→ **Questions to answer**:
a. In the iTextSharp post below, rewrite the paragraph that begins "The tricky part is" as a short list that keeps its main facts.
b. Using the iTextSharp post below, answer each question briefly:
(i) Which version of .NET is the project built on?
(ii) From whom do the colleagues obtain the XML files?
(iii) Into which iTextSharp object is the HTML fed for parsing?
:: Text excerpt
I have colleagues working on a .NET 1.1 project, where they obtain XML files from an external party and programmatically instruct iTextSharp to generate PDF content based on the XML data.
The tricky part is, within this XML are segments of arbitrary HTML content. These are HTML code users copied and pasted from their Office applications. Still looks ok on a web browser, but when this HTML is fed into iTextSharp's HTMLWorker object to parse and convert into PDF objects, the formatting and alignment run all over the place in the generated PDF document. E.g.
<span id="mceBoundaryType" class="portrait"></span>
<table border="0" cellspacing="0" cellpadding="0" width="636" class="MsoNormalTable"
::::
:: Source material
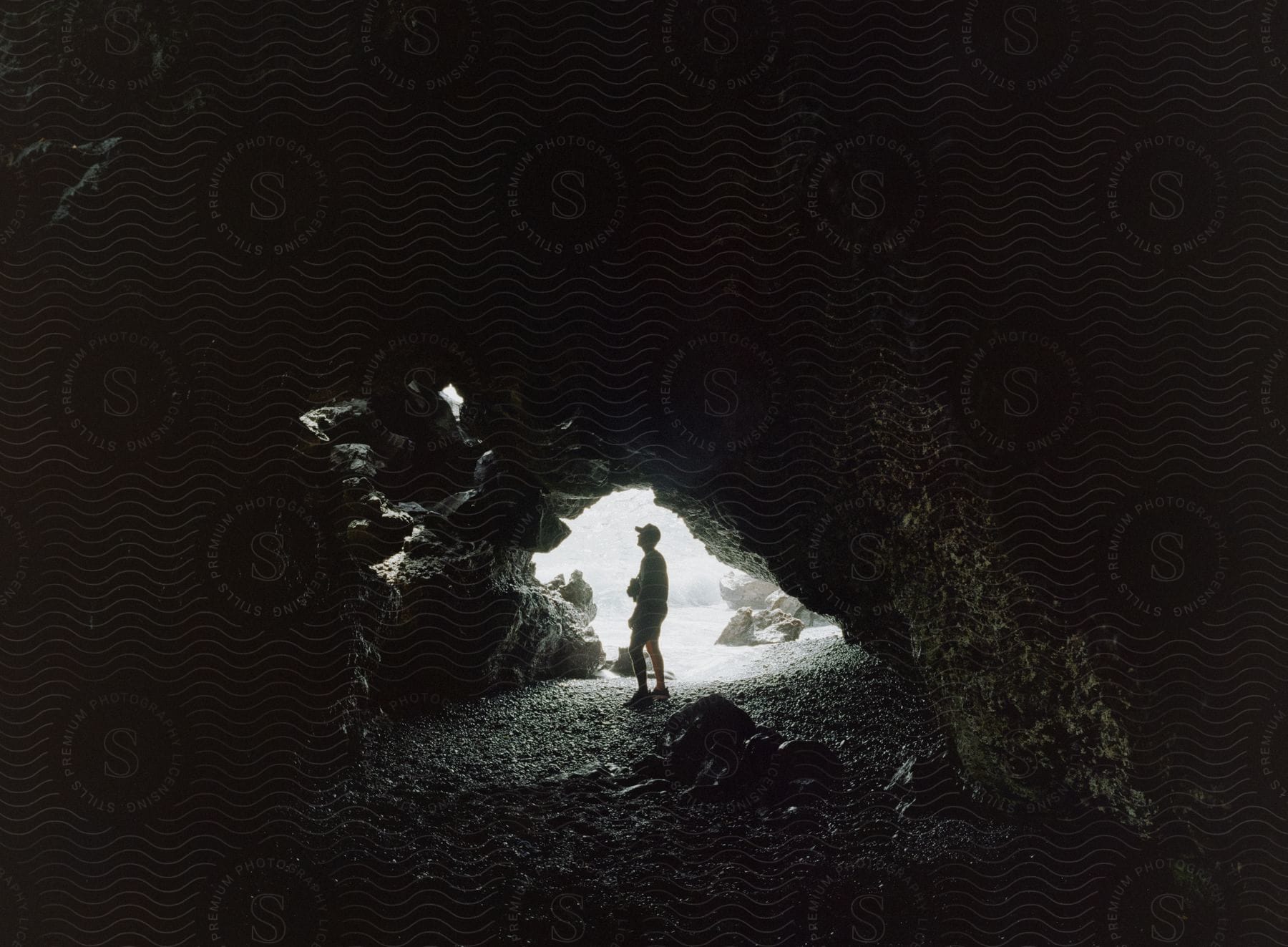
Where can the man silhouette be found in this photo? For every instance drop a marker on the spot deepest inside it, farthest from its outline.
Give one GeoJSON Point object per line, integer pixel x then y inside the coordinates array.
{"type": "Point", "coordinates": [650, 589]}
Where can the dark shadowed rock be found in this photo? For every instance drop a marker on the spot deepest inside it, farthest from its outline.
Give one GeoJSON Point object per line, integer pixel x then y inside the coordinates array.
{"type": "Point", "coordinates": [713, 752]}
{"type": "Point", "coordinates": [693, 734]}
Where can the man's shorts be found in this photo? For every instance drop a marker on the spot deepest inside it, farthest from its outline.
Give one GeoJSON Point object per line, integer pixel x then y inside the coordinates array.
{"type": "Point", "coordinates": [647, 629]}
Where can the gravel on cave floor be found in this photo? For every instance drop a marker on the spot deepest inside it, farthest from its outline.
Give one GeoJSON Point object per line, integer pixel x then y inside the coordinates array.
{"type": "Point", "coordinates": [517, 799]}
::::
→ **Answer list**:
a.
- The XML contains segments of arbitrary HTML content.
- Users copied and pasted this HTML from their Office applications.
- The HTML still looks fine in a web browser.
- When iTextSharp's HTMLWorker object parses this HTML and converts it into PDF objects, the formatting and alignment in the generated PDF run all over the place.

b.
(i) .NET 1.1
(ii) An external party
(iii) HTMLWorker